Work required:
Every entry below should be transcribed exactly; pictures stay out of the copy.

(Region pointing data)
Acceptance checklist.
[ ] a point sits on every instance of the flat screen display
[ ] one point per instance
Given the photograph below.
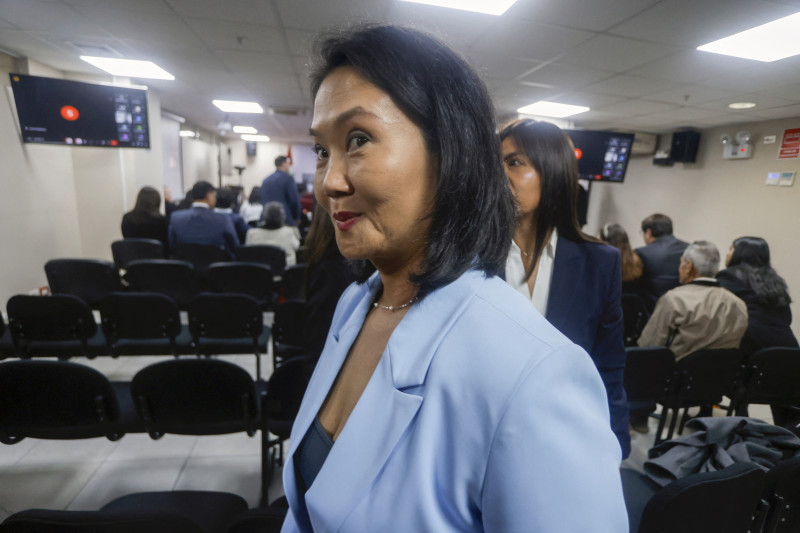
(602, 155)
(54, 111)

Task solution:
Acceptance checklist.
[ ] a point sits on every instance of the flat screen display
[ ] one point per instance
Given the photograph below.
(602, 155)
(54, 111)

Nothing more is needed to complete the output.